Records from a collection
----------
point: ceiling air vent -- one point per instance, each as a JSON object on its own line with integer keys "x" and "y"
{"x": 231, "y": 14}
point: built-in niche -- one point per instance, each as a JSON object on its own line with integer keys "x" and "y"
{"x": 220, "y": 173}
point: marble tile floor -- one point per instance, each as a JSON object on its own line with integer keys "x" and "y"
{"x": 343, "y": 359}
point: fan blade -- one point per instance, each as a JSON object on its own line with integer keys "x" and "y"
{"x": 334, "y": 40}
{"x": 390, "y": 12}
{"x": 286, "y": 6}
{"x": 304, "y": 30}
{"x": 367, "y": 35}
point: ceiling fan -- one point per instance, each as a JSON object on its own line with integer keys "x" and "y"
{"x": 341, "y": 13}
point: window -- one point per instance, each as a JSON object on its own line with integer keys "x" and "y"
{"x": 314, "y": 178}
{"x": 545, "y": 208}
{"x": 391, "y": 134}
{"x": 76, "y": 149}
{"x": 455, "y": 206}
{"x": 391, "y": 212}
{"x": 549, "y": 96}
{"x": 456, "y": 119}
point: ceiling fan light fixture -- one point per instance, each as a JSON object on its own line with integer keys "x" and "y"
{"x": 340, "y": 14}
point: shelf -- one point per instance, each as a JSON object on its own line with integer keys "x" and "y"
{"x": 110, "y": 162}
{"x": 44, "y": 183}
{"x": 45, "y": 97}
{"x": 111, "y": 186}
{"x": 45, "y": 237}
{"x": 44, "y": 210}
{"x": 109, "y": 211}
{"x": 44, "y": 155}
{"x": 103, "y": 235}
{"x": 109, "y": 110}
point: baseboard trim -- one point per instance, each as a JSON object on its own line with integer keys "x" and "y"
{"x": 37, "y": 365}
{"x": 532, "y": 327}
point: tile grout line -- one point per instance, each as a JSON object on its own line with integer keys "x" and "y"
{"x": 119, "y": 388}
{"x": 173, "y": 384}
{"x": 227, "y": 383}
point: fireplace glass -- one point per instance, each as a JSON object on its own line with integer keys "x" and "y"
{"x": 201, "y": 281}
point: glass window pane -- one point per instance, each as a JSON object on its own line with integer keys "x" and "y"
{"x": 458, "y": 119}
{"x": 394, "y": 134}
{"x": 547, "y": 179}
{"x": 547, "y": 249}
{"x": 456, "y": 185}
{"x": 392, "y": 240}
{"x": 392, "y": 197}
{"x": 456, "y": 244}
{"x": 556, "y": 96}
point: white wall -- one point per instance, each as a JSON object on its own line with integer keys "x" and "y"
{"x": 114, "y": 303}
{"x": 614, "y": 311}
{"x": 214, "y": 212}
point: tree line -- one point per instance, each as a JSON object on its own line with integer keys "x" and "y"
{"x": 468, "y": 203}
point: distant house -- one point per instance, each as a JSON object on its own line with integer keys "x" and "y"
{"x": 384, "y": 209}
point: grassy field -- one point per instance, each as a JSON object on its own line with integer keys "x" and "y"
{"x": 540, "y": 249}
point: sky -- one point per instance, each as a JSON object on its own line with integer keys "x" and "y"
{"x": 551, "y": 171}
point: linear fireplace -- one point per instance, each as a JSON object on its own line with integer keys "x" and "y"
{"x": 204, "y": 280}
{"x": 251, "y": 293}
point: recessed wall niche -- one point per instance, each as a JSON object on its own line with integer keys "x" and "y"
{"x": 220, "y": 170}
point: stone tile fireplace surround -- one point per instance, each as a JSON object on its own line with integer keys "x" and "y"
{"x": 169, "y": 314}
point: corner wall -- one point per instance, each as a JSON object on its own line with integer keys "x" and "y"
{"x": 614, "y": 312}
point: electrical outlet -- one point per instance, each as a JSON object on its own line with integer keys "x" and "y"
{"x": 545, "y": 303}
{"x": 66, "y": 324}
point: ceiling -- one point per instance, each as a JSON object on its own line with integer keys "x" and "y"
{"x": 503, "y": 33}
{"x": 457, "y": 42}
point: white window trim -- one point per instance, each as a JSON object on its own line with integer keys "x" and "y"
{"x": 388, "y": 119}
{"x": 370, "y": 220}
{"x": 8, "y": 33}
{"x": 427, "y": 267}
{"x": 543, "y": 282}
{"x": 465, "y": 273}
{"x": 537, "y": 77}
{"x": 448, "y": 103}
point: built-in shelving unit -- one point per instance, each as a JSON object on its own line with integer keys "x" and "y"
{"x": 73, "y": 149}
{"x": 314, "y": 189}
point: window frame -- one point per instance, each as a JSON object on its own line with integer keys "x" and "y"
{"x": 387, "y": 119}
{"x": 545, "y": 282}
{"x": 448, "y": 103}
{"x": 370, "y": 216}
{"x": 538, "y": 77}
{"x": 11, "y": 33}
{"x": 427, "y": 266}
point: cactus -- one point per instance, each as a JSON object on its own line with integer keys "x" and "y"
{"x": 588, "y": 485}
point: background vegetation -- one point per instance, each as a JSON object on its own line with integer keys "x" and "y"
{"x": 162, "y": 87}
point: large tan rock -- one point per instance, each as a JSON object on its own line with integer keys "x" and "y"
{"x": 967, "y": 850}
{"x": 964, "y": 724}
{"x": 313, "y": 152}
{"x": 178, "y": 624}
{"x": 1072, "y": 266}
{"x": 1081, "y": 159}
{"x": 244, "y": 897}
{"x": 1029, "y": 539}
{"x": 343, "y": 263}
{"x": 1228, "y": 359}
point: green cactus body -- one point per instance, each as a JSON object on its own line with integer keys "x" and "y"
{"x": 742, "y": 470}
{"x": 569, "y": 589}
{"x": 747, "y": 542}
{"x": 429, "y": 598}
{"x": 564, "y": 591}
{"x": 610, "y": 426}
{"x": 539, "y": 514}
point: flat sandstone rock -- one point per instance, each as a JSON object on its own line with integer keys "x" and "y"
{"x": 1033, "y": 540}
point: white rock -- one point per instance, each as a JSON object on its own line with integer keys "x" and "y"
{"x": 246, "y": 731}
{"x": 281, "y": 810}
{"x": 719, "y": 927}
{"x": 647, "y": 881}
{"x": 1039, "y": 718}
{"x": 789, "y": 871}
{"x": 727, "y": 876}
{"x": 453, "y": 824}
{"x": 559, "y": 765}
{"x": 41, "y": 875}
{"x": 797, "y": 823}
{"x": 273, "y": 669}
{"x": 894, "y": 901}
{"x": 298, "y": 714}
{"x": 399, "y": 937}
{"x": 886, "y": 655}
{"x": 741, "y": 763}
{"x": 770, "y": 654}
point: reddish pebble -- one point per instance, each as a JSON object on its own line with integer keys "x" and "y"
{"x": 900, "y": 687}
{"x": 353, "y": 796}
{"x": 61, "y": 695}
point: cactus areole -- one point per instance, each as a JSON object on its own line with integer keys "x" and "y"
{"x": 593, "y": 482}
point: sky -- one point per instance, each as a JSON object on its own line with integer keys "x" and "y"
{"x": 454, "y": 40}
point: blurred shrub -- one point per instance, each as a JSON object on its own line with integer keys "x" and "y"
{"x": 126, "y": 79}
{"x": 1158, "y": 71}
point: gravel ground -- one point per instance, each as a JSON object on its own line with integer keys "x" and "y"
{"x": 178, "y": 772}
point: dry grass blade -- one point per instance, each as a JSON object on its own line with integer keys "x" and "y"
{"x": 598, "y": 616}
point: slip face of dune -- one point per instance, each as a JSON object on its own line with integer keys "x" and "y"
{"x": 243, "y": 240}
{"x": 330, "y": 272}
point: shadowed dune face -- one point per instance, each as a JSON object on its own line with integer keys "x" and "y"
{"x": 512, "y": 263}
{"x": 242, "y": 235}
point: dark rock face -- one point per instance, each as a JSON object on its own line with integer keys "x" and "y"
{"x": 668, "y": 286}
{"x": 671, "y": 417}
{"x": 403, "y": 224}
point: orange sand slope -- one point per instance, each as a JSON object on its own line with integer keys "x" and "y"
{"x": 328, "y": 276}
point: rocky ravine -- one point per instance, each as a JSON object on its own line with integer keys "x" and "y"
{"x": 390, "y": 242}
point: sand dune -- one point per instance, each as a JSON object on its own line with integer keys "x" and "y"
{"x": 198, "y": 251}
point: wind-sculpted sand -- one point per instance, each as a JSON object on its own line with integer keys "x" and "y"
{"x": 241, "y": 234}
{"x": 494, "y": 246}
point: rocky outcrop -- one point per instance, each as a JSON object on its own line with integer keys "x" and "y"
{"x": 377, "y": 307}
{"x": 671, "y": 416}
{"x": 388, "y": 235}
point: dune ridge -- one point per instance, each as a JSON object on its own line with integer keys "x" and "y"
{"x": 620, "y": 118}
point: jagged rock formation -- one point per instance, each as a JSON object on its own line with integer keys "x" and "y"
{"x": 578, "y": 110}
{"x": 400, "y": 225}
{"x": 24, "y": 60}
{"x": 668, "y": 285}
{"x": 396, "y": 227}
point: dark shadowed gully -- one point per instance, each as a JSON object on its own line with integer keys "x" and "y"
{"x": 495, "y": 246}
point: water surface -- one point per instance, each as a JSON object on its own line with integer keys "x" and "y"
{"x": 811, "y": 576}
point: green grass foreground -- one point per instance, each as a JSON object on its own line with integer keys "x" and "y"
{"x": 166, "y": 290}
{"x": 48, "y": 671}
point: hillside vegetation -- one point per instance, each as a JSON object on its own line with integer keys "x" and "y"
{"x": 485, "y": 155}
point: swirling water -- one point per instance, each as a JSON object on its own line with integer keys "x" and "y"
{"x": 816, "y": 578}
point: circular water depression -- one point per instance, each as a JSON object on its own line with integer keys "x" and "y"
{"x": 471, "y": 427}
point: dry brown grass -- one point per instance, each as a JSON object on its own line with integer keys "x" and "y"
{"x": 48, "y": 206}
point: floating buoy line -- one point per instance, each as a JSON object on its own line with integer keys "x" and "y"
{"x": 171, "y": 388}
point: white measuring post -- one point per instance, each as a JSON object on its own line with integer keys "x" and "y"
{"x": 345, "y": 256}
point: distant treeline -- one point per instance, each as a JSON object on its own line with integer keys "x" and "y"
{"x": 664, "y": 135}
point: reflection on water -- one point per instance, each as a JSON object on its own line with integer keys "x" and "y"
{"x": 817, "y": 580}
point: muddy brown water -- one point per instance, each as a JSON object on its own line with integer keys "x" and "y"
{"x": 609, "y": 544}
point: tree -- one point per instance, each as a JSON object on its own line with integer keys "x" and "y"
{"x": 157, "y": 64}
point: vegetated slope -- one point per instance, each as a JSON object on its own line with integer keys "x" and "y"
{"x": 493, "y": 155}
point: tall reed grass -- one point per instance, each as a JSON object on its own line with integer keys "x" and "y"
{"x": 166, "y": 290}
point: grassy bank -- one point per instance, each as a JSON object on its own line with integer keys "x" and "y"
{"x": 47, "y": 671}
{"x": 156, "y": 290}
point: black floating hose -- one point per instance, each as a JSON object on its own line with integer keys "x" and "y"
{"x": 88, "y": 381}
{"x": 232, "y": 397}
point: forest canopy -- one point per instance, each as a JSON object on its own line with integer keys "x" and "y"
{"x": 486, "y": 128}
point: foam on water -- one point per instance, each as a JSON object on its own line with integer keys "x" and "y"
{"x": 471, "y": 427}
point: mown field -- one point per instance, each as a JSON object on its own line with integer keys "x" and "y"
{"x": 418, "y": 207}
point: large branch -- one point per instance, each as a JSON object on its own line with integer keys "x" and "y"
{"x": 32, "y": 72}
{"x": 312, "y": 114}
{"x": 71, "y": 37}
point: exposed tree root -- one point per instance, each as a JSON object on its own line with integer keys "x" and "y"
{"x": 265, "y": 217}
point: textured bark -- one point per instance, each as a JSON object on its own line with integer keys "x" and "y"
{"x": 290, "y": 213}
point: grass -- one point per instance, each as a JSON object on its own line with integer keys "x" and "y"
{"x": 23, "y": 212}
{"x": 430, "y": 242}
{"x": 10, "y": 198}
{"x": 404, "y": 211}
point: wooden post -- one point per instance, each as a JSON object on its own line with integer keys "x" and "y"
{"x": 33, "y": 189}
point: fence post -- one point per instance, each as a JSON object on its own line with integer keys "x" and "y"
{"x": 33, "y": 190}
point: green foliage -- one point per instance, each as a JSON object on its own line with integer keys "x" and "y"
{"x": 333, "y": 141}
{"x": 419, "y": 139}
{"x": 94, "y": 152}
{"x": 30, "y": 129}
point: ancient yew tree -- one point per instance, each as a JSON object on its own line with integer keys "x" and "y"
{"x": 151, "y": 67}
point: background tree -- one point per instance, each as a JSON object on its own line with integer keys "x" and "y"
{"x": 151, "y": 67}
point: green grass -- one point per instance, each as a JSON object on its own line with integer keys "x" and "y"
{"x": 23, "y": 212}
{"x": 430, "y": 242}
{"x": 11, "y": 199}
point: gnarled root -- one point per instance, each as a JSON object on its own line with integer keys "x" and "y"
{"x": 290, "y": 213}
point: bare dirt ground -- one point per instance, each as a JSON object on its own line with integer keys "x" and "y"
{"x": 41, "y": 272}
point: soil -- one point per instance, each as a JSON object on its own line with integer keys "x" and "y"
----------
Description of the task: Give back exactly the lines running from the line that has "point: gnarled root" to the end of the entries above.

Your response:
point: gnarled root -- one point per instance, each as a JSON object on its own line with integer keys "x" and "y"
{"x": 290, "y": 213}
point: bare dirt ground -- one point per instance, each as a JSON object on its own line with integer keys "x" and "y"
{"x": 41, "y": 272}
point: soil -- one point per instance, each as a JSON object on its own line with integer keys "x" and "y"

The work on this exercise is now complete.